• _Excerpt provided_:
>>

Using Data Mining for Citation Analysis

Phil White

Earth Sciences & Environment Librarian University of Colorado Boulder

Outline

1. Introduction

2. Background

3. Methods

4. Results & Discussion

Introduction

Citation analysis has many applications

  • Trends in journal usage
  • Faculty research productivity and impact
  • Identify seminal works
  • Library patron studies

Collection assessment and development

Introduction

Research Question:

What library materials are Geosciences faculty using; do we have them?

Introduction

Problems

  • Citation analyses are very time consuming
  • Scientists publish A LOT!!
  • Many citations per paper, 100+ not unusual
  • Methods are typically manual or semi-manual

High Volume + Time Intensive + Manual

= No Thanks!

Introduction

Dual Objectives:

  1. Discover bibliometric trends in Geological Sciences publications
  2. Detect gaps in the Earth Sciences collection

Collection assessment

Methodological advances

  1. Advance a streamlined, programmatic data collection method
  2. Develop auto or semi-automated process for matching citation data to the library holdings

Background

  • Few and far between
  • Zipp (1996) conducted local analysis at U of Iowa
  • Journal of Paleontology, GSA Bulletin most cited
  • 20% of collection recieves 80% of use (Nisonger 2008)

<<

• _Directive 1_:
In the slides on citation analysis, which two journals did Zipp's local analysis find were most cited?
• _Directive 2_:
List every problem with citation analysis that the slides on citation analysis give.
• _Directive 3_:
Reproduce the stretch of the citation analysis slides from "What library materials" through "publish A LOT!!".

• _Material provided_:

>>

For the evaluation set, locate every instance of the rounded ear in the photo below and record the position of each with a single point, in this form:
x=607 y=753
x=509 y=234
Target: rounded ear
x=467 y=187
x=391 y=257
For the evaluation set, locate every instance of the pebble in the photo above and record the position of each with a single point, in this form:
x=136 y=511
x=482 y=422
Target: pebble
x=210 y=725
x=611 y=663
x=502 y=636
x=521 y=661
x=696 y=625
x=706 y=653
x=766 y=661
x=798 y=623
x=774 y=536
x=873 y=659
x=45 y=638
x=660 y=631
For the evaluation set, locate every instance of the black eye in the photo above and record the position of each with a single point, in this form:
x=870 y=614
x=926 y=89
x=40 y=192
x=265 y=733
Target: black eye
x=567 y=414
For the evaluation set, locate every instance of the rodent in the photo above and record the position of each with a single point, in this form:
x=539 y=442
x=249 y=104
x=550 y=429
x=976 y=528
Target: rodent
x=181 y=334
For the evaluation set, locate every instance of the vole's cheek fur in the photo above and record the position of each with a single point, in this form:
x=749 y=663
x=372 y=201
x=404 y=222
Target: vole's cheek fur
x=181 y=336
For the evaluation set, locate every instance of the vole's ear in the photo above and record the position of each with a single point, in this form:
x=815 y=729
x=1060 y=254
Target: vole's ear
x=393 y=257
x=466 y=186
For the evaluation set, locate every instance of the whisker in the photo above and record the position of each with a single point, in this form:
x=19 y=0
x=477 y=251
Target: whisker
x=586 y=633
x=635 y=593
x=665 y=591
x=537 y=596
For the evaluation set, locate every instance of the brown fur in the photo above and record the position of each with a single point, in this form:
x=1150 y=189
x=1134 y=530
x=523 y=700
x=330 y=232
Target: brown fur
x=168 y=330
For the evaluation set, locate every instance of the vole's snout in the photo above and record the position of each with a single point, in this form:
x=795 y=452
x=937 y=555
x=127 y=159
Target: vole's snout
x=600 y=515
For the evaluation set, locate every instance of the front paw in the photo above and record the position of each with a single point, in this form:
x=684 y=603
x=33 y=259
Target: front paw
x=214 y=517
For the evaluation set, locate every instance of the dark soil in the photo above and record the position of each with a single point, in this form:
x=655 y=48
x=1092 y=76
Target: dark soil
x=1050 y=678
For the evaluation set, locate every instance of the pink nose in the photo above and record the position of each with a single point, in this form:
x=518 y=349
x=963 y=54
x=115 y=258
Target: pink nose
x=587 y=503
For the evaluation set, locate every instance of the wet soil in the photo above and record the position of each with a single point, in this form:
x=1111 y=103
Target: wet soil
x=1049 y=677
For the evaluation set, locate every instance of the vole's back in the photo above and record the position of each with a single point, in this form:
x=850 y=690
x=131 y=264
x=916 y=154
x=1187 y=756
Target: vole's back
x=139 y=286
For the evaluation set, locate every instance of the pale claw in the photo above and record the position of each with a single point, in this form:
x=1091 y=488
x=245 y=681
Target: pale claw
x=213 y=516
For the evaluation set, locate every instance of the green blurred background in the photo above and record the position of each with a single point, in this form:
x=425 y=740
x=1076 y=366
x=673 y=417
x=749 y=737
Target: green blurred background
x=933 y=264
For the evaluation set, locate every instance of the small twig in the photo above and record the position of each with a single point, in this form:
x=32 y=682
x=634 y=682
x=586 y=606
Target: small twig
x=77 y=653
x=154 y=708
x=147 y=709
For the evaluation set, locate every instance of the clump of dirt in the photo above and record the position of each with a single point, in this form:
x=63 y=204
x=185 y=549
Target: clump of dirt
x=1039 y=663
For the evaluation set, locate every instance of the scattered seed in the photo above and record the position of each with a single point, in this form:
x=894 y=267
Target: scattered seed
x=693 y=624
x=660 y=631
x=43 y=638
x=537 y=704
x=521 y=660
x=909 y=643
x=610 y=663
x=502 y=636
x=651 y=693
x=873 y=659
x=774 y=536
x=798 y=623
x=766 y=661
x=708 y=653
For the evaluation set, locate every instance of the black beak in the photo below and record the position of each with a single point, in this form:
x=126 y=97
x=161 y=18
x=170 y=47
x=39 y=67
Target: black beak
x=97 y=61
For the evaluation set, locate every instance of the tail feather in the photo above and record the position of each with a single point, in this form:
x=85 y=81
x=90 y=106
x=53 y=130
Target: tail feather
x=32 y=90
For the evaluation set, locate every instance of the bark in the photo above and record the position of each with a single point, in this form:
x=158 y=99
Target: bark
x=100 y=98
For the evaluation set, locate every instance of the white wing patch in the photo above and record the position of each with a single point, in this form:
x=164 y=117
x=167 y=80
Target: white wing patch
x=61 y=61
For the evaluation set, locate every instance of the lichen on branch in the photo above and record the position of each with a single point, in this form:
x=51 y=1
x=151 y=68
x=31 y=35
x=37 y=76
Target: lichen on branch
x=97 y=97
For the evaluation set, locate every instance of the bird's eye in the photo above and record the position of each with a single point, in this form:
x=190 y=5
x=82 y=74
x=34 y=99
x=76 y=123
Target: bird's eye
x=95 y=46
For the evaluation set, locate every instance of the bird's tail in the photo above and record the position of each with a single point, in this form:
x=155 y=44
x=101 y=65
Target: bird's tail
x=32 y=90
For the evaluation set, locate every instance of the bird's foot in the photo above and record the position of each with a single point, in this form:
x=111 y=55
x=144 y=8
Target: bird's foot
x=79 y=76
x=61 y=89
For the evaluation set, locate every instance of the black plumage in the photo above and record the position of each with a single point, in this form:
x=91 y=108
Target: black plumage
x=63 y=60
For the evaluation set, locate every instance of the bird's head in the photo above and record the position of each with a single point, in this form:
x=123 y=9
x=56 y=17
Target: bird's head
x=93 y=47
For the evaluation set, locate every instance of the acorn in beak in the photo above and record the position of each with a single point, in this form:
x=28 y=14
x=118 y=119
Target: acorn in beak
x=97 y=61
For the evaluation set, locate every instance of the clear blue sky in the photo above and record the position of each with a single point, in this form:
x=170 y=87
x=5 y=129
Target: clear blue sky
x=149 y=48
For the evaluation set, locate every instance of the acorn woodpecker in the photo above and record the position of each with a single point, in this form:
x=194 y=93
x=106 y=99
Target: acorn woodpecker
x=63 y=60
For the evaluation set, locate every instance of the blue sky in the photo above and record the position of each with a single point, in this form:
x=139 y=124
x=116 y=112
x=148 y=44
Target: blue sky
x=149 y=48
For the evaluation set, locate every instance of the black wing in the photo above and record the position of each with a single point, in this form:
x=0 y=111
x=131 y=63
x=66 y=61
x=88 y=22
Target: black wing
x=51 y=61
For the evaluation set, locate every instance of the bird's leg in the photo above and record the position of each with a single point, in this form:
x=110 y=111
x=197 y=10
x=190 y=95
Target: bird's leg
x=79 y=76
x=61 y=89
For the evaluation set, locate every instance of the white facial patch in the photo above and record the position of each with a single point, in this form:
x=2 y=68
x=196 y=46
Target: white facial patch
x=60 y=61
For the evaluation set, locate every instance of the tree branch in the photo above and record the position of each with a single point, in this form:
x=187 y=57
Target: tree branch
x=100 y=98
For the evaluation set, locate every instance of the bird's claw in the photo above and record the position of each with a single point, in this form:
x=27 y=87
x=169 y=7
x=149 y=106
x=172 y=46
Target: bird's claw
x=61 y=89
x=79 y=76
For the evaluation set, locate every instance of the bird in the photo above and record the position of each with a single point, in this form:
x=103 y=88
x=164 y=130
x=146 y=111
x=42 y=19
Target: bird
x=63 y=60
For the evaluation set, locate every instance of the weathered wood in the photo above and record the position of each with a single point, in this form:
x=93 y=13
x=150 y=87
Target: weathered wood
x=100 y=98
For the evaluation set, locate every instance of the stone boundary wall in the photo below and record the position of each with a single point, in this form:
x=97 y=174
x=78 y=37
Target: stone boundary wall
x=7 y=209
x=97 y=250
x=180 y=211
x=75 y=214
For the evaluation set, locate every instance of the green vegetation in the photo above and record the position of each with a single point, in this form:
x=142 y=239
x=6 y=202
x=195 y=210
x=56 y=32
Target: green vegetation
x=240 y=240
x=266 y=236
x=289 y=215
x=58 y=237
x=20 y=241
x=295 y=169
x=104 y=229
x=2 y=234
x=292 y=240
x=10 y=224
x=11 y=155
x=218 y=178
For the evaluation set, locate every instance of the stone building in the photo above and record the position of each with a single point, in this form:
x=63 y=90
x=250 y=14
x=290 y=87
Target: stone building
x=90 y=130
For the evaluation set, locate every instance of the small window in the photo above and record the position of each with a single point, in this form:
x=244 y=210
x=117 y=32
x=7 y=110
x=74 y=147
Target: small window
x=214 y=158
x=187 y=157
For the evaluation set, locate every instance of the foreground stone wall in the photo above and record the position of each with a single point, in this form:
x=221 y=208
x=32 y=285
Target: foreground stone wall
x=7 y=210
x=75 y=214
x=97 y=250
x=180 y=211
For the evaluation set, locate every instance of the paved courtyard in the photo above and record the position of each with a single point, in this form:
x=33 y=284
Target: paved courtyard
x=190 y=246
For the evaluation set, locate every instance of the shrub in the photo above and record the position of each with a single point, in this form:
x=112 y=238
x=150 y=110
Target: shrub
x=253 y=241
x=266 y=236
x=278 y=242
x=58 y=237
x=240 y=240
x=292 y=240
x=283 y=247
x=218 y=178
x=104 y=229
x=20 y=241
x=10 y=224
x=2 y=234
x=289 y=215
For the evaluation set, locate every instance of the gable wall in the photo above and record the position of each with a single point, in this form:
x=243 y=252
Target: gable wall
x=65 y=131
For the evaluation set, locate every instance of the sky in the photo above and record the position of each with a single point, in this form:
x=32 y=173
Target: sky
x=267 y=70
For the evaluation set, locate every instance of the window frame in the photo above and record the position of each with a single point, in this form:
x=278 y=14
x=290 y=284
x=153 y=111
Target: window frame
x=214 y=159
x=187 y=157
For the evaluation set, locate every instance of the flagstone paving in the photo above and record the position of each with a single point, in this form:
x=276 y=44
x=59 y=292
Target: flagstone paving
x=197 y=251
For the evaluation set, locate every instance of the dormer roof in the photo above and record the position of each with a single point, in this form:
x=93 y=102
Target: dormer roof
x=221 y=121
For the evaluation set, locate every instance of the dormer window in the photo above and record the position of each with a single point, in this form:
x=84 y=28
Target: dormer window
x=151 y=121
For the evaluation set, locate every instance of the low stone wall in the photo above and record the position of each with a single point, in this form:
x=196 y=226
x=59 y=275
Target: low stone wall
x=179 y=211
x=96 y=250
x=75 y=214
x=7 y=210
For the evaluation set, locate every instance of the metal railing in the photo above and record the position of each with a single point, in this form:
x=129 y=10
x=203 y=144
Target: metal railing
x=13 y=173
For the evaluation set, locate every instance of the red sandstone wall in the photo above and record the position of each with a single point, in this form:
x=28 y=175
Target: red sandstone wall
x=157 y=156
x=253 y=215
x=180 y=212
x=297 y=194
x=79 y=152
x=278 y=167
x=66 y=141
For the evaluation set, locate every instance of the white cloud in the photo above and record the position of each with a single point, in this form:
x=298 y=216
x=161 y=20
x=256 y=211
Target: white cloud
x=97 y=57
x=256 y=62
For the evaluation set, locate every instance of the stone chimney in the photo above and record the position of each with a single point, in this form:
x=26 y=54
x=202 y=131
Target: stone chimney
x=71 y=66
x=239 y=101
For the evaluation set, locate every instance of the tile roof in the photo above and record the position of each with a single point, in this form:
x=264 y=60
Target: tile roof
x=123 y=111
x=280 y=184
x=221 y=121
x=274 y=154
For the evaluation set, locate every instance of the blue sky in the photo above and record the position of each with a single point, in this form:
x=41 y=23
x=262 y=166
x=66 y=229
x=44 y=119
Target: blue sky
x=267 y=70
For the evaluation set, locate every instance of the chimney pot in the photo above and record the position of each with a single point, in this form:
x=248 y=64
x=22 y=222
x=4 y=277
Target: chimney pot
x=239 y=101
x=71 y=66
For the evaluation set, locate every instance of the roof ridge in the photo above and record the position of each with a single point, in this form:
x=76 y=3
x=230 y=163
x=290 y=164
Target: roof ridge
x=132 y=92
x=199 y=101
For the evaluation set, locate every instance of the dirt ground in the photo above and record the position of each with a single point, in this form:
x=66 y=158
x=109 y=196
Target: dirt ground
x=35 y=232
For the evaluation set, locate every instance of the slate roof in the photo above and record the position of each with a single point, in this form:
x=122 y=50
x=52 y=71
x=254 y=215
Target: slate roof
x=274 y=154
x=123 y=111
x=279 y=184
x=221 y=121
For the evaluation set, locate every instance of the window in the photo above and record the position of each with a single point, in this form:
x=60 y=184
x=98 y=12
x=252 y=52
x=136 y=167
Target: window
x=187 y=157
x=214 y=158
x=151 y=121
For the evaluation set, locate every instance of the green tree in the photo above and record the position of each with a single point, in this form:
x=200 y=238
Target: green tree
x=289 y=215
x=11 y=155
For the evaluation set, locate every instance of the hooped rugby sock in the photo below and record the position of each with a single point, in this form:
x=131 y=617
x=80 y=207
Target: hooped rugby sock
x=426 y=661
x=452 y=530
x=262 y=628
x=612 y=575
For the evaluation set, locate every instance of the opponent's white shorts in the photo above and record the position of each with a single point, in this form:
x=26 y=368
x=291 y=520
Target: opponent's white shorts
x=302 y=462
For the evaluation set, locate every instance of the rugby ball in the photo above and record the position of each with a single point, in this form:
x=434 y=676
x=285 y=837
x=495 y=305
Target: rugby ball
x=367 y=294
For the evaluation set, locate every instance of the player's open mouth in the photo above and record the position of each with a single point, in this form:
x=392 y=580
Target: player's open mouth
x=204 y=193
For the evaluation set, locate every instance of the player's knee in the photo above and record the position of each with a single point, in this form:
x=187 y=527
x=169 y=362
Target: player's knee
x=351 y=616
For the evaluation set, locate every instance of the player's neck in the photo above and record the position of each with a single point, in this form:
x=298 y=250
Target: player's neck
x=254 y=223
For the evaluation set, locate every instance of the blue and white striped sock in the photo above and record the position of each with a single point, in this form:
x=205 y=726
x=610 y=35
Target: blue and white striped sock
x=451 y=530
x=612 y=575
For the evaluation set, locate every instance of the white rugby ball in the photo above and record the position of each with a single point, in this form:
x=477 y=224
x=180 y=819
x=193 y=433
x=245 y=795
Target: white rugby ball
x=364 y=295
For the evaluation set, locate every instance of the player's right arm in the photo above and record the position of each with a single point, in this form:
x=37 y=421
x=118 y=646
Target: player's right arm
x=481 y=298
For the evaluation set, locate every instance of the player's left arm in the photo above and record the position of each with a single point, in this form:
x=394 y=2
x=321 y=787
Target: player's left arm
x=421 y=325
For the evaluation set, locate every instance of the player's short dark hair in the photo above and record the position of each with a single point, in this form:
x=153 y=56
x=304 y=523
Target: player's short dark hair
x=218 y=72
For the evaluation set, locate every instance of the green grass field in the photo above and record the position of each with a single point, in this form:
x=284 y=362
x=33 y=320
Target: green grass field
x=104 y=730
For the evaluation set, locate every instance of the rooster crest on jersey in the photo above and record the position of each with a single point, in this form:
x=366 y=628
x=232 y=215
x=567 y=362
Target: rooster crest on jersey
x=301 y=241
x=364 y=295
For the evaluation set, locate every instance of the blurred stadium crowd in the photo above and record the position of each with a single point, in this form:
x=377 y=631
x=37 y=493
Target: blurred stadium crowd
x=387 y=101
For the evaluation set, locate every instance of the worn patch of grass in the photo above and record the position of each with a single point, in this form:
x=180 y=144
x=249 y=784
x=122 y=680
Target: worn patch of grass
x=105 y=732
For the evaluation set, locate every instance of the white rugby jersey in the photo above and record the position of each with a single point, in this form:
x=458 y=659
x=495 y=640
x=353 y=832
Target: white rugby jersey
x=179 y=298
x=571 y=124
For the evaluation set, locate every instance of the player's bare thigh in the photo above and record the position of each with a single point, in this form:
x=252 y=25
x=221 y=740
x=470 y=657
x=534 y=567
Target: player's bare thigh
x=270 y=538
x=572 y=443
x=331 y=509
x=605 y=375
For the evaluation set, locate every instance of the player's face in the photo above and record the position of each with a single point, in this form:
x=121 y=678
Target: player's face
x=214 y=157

<<

• _Result 1_:
Journal of Paleontology and GSA Bulletin

• _Result 2_:
- Citation analyses are very time consuming
- Scientists publish A LOT!!
- Many citations per paper, 100+ not unusual
- Methods are typically manual or semi-manual

• _Result 3_:
What library materials are Geosciences faculty using; do we have them?

Introduction

Problems

  • Citation analyses are very time consuming
  • Scientists publish A LOT!!